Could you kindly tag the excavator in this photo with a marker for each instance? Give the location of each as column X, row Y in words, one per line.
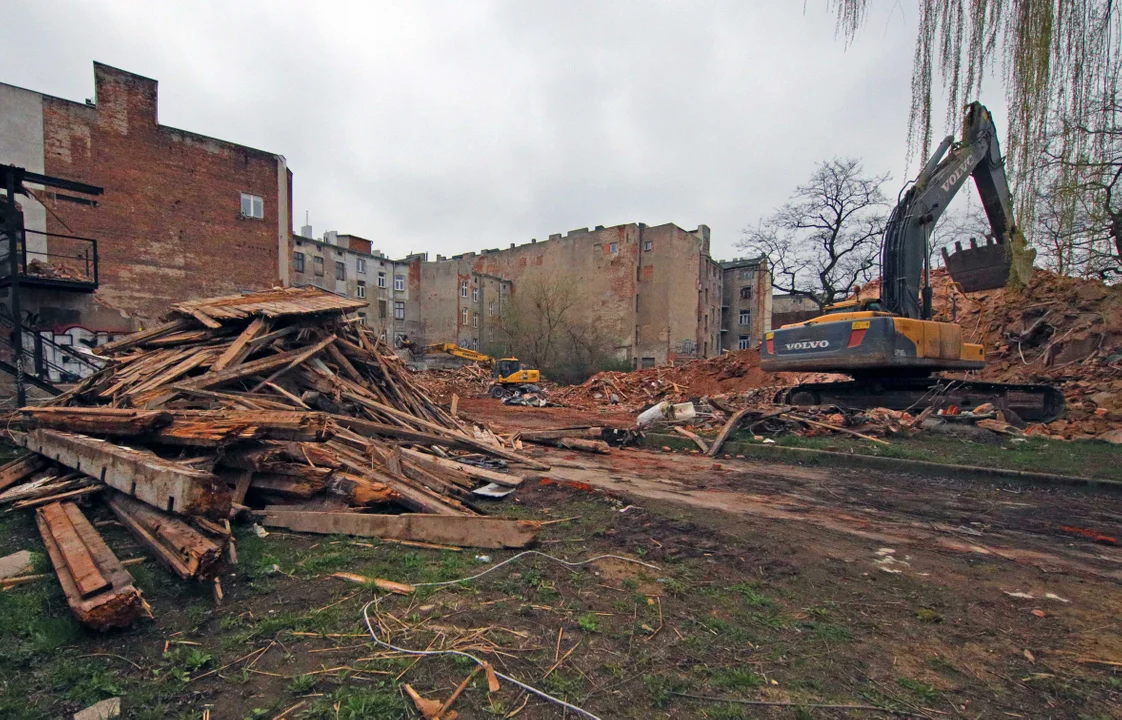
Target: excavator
column 890, row 345
column 508, row 377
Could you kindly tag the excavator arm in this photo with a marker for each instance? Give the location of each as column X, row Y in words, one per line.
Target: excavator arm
column 906, row 254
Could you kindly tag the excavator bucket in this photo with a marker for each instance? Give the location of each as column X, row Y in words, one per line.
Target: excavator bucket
column 978, row 267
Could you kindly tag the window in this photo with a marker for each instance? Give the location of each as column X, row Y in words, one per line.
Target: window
column 253, row 206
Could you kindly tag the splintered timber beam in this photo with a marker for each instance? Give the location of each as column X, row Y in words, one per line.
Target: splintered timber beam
column 98, row 588
column 162, row 483
column 182, row 548
column 15, row 471
column 463, row 531
column 97, row 421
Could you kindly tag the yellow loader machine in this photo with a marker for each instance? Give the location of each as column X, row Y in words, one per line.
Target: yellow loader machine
column 890, row 345
column 508, row 377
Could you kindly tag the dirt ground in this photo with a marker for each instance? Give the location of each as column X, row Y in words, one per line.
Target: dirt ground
column 763, row 583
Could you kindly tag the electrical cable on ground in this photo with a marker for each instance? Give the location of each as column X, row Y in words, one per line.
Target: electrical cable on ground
column 529, row 689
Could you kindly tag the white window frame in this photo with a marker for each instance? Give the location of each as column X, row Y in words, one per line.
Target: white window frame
column 253, row 206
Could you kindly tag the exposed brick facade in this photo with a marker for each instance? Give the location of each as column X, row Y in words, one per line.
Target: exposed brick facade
column 654, row 292
column 169, row 224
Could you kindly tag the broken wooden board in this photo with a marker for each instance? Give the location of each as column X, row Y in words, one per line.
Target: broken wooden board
column 471, row 471
column 95, row 421
column 463, row 531
column 20, row 469
column 163, row 483
column 209, row 428
column 182, row 548
column 99, row 590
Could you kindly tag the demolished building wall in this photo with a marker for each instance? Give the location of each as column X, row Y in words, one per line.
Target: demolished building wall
column 169, row 224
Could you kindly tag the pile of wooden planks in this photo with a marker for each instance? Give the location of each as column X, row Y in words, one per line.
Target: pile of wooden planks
column 277, row 406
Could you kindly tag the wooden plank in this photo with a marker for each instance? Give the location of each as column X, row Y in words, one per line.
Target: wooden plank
column 185, row 551
column 472, row 471
column 300, row 359
column 463, row 531
column 119, row 605
column 729, row 426
column 88, row 579
column 20, row 469
column 95, row 421
column 239, row 349
column 168, row 486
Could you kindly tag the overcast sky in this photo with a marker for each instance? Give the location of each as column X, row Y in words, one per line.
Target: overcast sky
column 465, row 125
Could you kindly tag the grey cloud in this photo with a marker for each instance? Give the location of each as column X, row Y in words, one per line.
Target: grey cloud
column 450, row 127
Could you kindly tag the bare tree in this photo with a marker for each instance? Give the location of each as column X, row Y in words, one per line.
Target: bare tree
column 1078, row 222
column 549, row 325
column 826, row 239
column 1056, row 57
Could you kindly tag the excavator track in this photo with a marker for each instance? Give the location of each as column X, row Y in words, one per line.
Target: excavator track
column 1032, row 403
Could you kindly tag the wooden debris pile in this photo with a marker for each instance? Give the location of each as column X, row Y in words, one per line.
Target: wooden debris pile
column 274, row 400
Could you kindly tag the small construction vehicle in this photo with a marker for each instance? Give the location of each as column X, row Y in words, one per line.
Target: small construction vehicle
column 890, row 345
column 508, row 377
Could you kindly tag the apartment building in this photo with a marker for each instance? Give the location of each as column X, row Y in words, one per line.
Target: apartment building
column 182, row 215
column 746, row 305
column 653, row 291
column 349, row 265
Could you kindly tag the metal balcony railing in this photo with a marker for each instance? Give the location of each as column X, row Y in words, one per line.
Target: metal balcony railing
column 51, row 259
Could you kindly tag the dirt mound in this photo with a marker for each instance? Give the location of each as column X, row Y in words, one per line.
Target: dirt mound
column 1060, row 331
column 730, row 374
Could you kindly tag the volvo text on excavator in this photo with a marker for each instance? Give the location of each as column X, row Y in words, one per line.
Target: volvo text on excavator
column 890, row 345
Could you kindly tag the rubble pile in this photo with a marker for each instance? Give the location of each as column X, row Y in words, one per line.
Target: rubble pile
column 1061, row 331
column 467, row 380
column 728, row 374
column 274, row 400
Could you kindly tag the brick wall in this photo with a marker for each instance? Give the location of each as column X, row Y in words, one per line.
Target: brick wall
column 169, row 224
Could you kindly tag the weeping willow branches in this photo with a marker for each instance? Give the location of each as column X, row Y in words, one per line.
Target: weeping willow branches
column 1059, row 62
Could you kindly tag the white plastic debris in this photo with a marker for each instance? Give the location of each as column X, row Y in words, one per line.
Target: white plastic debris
column 667, row 413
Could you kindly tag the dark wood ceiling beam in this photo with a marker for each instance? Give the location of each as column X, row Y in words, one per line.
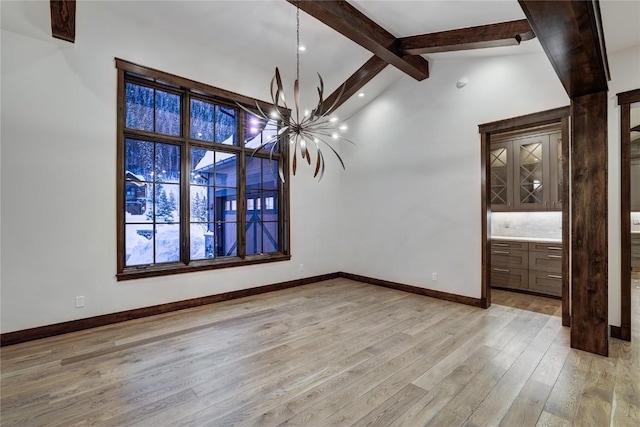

+ + +

__To do__: Format the data above as a numbered list with one line per item, skipping blank lines and leaving out the pictures.

__The completed task__:
1. Could you kindly tag the excavator in this photo with a marker for each instance? Give the location of each as column X, row Y in words, one per line.
2. Target: excavator
3. column 890, row 345
4. column 508, row 377
5. Could you kindly tag the excavator arm in this photo with a marker for each instance? Give the location of each as column X, row Y in words, one per line.
6. Target: excavator arm
7. column 906, row 254
8. Could you kindly tag the excavator bucket in this photo with a marker for each instance? Give the location of each as column X, row Y in words, one per line.
9. Target: excavator bucket
10. column 978, row 267
11. Could you kindly tag the window in this photo with a marker for each instance? Give the location of each as column X, row Y in words, one per line.
12. Target: window
13. column 253, row 206
14. Could you kindly tag the splintered timber beam in this photo with a marker for each instance? Give the location of each as column X, row Y in words, one per line.
15. Target: splintered timber beam
16. column 98, row 588
17. column 162, row 483
18. column 182, row 548
19. column 15, row 471
20. column 463, row 531
21. column 97, row 421
22. Could you kindly tag the yellow loader machine in this photo with a marker for each instance? Give the location of each as column X, row Y in words, one per line.
23. Target: yellow loader machine
24. column 890, row 345
25. column 508, row 377
26. Could you kindly tag the dirt ground in this photo with a marker for each instance? Give the location of each as column X, row Y in words, one per line.
27. Target: dirt ground
28. column 763, row 583
29. Could you kindly tag the electrical cable on ground in this photo with a marker for each instance? Give the location of each as column X, row Y in words, one per line.
30. Target: electrical cable on ground
31. column 529, row 689
32. Could you kindly tag the white window frame in this photo with a marker for each instance? Give the location of each as column X, row Y in words, one per line.
33. Target: white window frame
34. column 253, row 206
35. Could you kindly tag the exposed brick facade in this photo with a marker for each instance? Give the location of each as column X, row Y in words, one per line.
36. Target: exposed brick facade
37. column 654, row 292
38. column 169, row 224
39. Could you kindly tag the broken wooden board in this photo with a marker for each instance? Give the location of each as column X, row Y in words, one per line.
40. Target: broken wooden board
41. column 471, row 471
42. column 95, row 421
43. column 463, row 531
44. column 20, row 469
45. column 163, row 483
46. column 209, row 428
47. column 182, row 548
48. column 99, row 590
49. Could you kindly tag the demolished building wall in this photo with a marker for each instance? Give the location of each as column X, row Y in words, one per line.
50. Target: demolished building wall
51. column 169, row 224
52. Could you kindly tag the pile of wooden planks in this photo with a marker for each instance? Give the location of each as column X, row Y in words, one per line.
53. Target: pile of wooden planks
54. column 277, row 406
55. Could you kindly tag the wooden plank in this photo with a marker for each instance? Give the location of each as column X, row Y in words, one per line.
56. Target: wooden plank
57. column 185, row 551
58. column 472, row 471
59. column 300, row 359
60. column 463, row 531
61. column 119, row 605
62. column 729, row 426
63. column 88, row 579
64. column 20, row 469
65. column 95, row 421
66. column 239, row 349
67. column 168, row 486
68. Could you kindly tag the overcast sky in this photo with a marker for each instance? Give the location of each as column X, row Y in words, one per line.
69. Target: overcast sky
70. column 465, row 125
71. Could you kindly tag the grey cloud in this photo with a marker for each instance? Give the location of each as column X, row Y in words, one per line.
72. Target: grey cloud
73. column 450, row 127
74. Could you kindly tag the bare tree in this photo with a marker for each instance? Give the location of each as column X, row Y in words, one per line.
75. Target: bare tree
76. column 1078, row 222
77. column 549, row 325
78. column 826, row 239
79. column 1056, row 57
80. Could you kindly tag the excavator track in this photo with a marker for each instance? Give the location of each as column X, row Y in words, one per line.
81. Target: excavator track
82. column 1032, row 403
83. Could you kindly tag the wooden debris pile in this photo with a marker for each instance? Give the location of each as column X, row Y in words, one per line.
84. Target: wooden debris pile
85. column 274, row 400
86. Could you kindly tag the small construction vehicle in this photo with a marker for each instance? Give the location of each as column X, row Y in words, one per line.
87. Target: small construction vehicle
88. column 890, row 345
89. column 508, row 377
90. Could you kindly tag the apartment building in this photo with a marker for each instance? Give the location of each as column X, row Y in words, one per line.
91. Target: apartment building
92. column 182, row 215
93. column 746, row 305
94. column 653, row 291
95. column 349, row 265
96. Could you kindly tag the metal balcony railing in this photo with a marker for each instance? Give the location of each as column X, row Y in words, one per line.
97. Target: metal balcony railing
98. column 51, row 259
99. Could you kindly tag the dirt mound in this photo with a marker for each instance? Give the location of each as column X, row Y in words, one per line.
100. Target: dirt mound
101. column 1060, row 331
102. column 730, row 374
103. Could you kindly tag the volvo text on excavator in this photo with a marker for each instance? Give the location of each as column X, row Y in words, one per line.
104. Target: volvo text on excavator
105. column 890, row 345
106. Could you kindly tag the rubble pile in this photo with a marker for each instance? Give the location of each as column X, row Y in words, one per line.
107. Target: rubble pile
108. column 1061, row 331
109. column 467, row 380
110. column 728, row 374
111. column 274, row 400
112. Could you kindly tag the brick wall in this photo with a marker for each instance? Give the location of each as column X, row Y in words, one per line.
113. Target: brick wall
114. column 169, row 224
115. Could you kindly tag the weeping willow branches in this photo with a marker for each instance? Give the location of each as column X, row Y in words, one per line.
116. Target: weeping willow branches
117. column 1059, row 62
118. Could you kindly tag the white plastic debris in this photo with a marker for each instance? Give the location of each as column X, row Y in words, one per line.
119. Target: white plastic debris
120. column 667, row 413
121. Could you kindly tag the dark wood ceiling beam in this photo with a marker for each instance? Give the location of each as column X, row Y in words, one per line.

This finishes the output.